» PROBLEM TO SOLVE
How many lines of the data below contain the string "query"? Match case exactly and reply with the number only.

____

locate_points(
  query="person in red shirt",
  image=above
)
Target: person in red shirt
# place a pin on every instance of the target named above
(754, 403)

____

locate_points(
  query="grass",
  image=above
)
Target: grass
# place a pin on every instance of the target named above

____

» THE ANSWER
2